◆ THE REQUEST
Reproduce everything from the start of the listing below down to the line containing "top-left (0, 0), bottom-right (165, 183)", including that line, word for word.

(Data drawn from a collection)

========================================================================

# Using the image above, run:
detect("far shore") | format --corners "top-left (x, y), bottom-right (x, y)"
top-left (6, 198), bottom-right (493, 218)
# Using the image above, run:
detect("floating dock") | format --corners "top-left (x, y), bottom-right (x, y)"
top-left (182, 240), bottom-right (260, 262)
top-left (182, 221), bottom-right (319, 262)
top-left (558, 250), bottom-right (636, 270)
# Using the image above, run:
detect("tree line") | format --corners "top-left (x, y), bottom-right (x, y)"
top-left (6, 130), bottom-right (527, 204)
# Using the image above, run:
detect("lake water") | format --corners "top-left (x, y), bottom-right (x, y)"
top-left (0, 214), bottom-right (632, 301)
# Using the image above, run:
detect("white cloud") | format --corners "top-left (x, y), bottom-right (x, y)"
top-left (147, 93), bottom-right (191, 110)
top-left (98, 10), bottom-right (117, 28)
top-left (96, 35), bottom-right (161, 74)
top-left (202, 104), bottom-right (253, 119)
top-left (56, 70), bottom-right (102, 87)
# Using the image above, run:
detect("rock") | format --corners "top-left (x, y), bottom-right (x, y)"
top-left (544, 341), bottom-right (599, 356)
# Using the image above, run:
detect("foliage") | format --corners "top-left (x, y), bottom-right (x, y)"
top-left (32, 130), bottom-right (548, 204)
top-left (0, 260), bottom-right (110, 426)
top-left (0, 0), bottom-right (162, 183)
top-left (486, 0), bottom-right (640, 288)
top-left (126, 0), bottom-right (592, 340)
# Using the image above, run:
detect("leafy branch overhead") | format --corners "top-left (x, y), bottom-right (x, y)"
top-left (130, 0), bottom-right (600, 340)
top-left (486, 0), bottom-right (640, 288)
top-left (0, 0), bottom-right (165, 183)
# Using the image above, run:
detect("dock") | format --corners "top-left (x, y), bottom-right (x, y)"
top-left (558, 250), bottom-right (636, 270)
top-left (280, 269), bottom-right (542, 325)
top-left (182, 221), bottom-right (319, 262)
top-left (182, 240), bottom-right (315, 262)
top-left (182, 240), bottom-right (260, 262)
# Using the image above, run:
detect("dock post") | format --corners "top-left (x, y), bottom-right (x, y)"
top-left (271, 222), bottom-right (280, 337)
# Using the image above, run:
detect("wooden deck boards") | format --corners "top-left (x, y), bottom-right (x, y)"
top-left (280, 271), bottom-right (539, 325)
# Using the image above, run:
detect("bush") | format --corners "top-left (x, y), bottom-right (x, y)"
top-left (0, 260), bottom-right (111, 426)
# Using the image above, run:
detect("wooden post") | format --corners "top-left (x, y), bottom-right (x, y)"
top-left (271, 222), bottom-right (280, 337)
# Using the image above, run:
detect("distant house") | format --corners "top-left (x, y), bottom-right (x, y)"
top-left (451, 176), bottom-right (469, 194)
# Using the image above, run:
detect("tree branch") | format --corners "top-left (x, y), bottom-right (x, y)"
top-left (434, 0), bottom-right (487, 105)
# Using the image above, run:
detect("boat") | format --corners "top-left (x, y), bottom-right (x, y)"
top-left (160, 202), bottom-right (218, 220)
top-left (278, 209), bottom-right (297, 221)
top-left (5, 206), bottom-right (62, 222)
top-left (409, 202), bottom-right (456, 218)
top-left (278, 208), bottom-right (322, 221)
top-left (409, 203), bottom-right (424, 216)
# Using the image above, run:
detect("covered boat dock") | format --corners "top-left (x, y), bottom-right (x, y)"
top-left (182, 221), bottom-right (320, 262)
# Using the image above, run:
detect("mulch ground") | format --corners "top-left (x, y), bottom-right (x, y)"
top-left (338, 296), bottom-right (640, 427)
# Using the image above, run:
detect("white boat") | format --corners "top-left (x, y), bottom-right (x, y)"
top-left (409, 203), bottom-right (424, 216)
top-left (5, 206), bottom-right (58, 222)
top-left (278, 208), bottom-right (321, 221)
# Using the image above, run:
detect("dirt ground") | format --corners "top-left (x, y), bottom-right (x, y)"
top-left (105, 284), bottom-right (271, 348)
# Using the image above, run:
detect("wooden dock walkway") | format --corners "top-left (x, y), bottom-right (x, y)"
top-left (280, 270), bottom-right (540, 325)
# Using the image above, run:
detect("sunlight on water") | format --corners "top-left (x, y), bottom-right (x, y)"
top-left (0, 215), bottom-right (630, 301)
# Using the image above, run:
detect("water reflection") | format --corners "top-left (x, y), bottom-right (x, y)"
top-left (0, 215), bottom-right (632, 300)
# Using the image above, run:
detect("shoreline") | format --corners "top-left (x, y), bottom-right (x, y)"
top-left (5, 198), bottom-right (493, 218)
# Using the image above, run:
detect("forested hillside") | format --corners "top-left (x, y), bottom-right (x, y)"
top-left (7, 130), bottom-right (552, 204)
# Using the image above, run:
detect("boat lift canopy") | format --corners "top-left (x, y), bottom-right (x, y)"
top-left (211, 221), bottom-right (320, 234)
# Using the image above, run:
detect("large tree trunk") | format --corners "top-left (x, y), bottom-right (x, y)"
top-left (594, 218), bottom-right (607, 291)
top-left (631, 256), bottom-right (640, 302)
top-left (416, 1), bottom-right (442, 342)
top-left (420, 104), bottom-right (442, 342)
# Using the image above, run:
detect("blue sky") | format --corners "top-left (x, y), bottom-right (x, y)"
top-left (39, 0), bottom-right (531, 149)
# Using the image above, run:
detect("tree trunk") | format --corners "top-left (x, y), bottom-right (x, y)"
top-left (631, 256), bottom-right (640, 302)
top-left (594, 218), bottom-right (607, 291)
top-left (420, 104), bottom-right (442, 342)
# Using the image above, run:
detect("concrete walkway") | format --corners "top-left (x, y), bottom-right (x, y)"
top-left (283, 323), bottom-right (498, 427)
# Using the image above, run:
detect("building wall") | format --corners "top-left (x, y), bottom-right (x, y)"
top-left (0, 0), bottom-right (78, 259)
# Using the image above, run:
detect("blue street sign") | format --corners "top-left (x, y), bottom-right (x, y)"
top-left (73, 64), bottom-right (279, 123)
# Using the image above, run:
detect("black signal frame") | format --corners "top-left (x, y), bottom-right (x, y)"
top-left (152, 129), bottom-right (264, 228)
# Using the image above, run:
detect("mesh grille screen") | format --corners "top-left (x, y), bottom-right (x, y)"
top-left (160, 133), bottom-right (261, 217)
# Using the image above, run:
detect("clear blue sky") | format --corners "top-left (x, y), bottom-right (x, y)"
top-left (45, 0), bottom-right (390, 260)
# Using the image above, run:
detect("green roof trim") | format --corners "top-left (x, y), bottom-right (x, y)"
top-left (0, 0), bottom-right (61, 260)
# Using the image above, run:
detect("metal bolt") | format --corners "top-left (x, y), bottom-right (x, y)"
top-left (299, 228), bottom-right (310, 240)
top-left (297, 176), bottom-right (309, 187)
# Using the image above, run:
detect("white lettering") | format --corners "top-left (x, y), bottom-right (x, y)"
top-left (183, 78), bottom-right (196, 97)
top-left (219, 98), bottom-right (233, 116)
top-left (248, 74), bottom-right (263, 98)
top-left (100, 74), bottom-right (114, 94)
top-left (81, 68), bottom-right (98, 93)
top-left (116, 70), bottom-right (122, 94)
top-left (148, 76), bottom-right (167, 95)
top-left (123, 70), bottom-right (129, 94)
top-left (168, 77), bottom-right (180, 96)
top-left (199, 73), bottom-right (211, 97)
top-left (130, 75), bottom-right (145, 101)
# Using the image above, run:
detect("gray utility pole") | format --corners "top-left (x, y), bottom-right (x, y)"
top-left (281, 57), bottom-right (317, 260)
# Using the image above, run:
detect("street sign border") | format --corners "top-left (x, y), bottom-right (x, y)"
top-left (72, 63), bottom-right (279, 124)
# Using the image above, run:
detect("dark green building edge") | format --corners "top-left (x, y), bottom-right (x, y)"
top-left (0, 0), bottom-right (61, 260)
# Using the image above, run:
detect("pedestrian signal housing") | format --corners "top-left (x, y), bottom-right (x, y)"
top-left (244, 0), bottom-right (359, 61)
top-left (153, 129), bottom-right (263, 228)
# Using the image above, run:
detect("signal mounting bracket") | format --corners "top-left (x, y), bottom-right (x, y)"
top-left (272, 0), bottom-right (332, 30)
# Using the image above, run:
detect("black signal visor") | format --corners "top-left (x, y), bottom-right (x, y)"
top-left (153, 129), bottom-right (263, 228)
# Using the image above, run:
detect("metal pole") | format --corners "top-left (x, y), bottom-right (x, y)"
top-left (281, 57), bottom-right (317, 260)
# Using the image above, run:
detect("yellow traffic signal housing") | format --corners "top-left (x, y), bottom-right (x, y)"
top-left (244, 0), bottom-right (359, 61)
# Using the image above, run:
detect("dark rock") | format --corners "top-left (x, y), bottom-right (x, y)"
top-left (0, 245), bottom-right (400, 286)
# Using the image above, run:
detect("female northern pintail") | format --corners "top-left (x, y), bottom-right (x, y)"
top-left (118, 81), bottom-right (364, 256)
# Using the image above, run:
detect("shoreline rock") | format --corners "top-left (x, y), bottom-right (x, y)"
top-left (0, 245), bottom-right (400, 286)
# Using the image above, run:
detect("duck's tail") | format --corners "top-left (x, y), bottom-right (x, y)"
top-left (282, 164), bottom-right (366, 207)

========================================================================

◆ ANSWER TO THE TASK
# Using the image above, run:
detect("far shore") | format --corners "top-left (x, y), bottom-right (x, y)"
top-left (6, 198), bottom-right (493, 218)
# Using the image above, run:
detect("floating dock") | format --corners "top-left (x, y), bottom-right (x, y)"
top-left (182, 240), bottom-right (260, 262)
top-left (182, 221), bottom-right (319, 262)
top-left (558, 250), bottom-right (636, 270)
# Using the image above, run:
detect("tree line") | format --corners "top-left (x, y), bottom-right (x, y)"
top-left (6, 130), bottom-right (527, 204)
# Using the image above, run:
detect("lake water") | format --corners "top-left (x, y), bottom-right (x, y)"
top-left (0, 214), bottom-right (632, 301)
# Using the image above, run:
detect("white cloud") | format --corners "top-left (x, y), bottom-right (x, y)"
top-left (147, 93), bottom-right (191, 110)
top-left (98, 10), bottom-right (117, 28)
top-left (96, 35), bottom-right (161, 74)
top-left (202, 104), bottom-right (253, 119)
top-left (56, 70), bottom-right (102, 87)
# Using the image above, run:
detect("rock") | format --corners "top-left (x, y), bottom-right (x, y)"
top-left (544, 341), bottom-right (599, 356)
# Using the image above, run:
detect("foliage") | format --corners "top-left (x, y), bottom-right (x, y)"
top-left (32, 130), bottom-right (548, 204)
top-left (0, 260), bottom-right (110, 426)
top-left (0, 0), bottom-right (162, 183)
top-left (486, 0), bottom-right (640, 288)
top-left (126, 0), bottom-right (592, 340)
# Using the image above, run:
detect("leafy branch overhead") | format --corners "top-left (x, y), bottom-right (x, y)"
top-left (130, 0), bottom-right (600, 340)
top-left (486, 0), bottom-right (640, 288)
top-left (0, 0), bottom-right (165, 183)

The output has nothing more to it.